* _WRITTEN TASKS_
a – Write out the passage of the copper laser welding article starting with "High thermal conductivity will" and going on through "copper welding quality.", keeping every word unchanged.
b – Extend the copper laser welding article, picking up right after its last sentence.

* _EXTRACT PROVIDED_
↓↓↓
Views: 63 Author: Site Editor Publish Time: 2024-05-20 Origin: Site
Copper Laser Welding Technology - Analysis of
Difficulties in Copper Laser Welding
A. Difficulties in welding copper
Since copper has a very low absorption rate of near-infrared laser at room temperature, most of the incident laser will be reflected during the welding process, resulting in severe energy loss of copper during the laser welding process and low laser energy utilization. At the same time, because copper has good thermal conductivity, its stability during laser welding is poor. The above factors make it necessary to use high-brightness lasers to obtain relatively good welding quality when using infrared laser welding of copper. However, welding problems such as poor weld formation, hot cracks, spatter, and pores cannot be avoided. These factors have greatly limited the promotion and application of copper laser welding technology.
The following is a brief explanation of the 3 major difficulties in copper laser welding:
1. High thermal conductivity, fast heat dissipation
Figure 1 Physical properties of different metals
Thermal conductivity definition: refers to the heat transferred through unit horizontal cross-sectional area per unit time when the vertical downward gradient of temperature is 1°C/m.
To put it simply: take two parallel planes 1 meter apart and with an area of 1 square meter inside the object perpendicular to the direction of heat conduction. If the temperature difference between the two planes is 1K (1°C), conduction will occur from one plane within 1 second. The heat transferred to another plane is defined as the thermal conductivity of the material, and its unit is Watts/meter·Kelvin (W/m·K).
The thermal conductivity of copper is 401W/(m*K), which is 1.7 times that of aluminum and 5 times that of steel. High thermal conductivity means that energy conduction is lost faster during the welding process.
High thermal conductivity will lead to weak welding (insufficient energy leading to insufficient penetration) and rough appearance at the macro level; at the micro level, it will cause the heat-affected zone to be too large (large conduction area will cause the grains to grow when heated, leading to performance degradation). Therefore, in welding processes with low energy density (such as arc welding), preheating is usually required. Welding processes with high energy density (laser, electron beam welding) do not need preheating, but the same melting process as aluminum and steel must be achieved. Deeper welding often requires higher power and smaller spot size, which also exacerbates the instability of copper welding quality.
2. High reflective, low absorption rate
Figure 2 Absorption rate of copper in different bands
At present, high-power lasers are mainly fiber lasers. At the same time, the localization of fiber lasers is relatively thorough and cost-effective. Using infrared lasers (band 1030-1080nm) to weld copper has a great cost advantage. However, at room temperature, only about 3 to 5% of the incident laser can be absorbed by copper in the initial stage, and the rest is reflected. This leads to the need to use a higher-brightness laser when welding copper materials. This process will intensify the welding process. instability phenomenon. Excessive laser energy reflection not only causes low energy utilization, but also causes great safety hazards to people, equipment and optical components.
↑↑↑
* _MATERIAL PROVIDED_
↓↓↓
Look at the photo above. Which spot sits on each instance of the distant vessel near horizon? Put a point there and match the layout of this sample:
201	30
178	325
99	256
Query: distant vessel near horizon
↑↑↑
* _FINAL ANSWERS_
a –
High thermal conductivity will lead to weak welding (insufficient energy leading to insufficient penetration) and rough appearance at the macro level; at the micro level, it will cause the heat-affected zone to be too large (large conduction area will cause the grains to grow when heated, leading to performance degradation). Therefore, in welding processes with low energy density (such as arc welding), preheating is usually required. Welding processes with high energy density (laser, electron beam welding) do not need preheating, but the same melting process as aluminum and steel must be achieved. Deeper welding often requires higher power and smaller spot size, which also exacerbates the instability of copper welding quality.

b –
3. Laser absorption rate fluctuates greatly
Figure 3 Thermal conductivity and absorptivity
As shown in "Figure 3", the thermal conductivity of pure copper at different temperatures and the absorptivity change curve of 1um band infrared laser are shown. As can be seen from the figure, the absorptivity of solid pure copper at room temperature is only 3%, and as the temperature rises to 1250K, it reaches about 8%, which is only an increase of 5 percentage points; at the same time, the thermal conductivity slowly decreases from the highest 400W/m*K to about 330W/(m*K). That is, in the solid state, pure copper maintains extremely low laser absorption rate and extremely high thermal conductivity efficiency, which makes the laser processing process extremely difficult and requires extremely high laser power density.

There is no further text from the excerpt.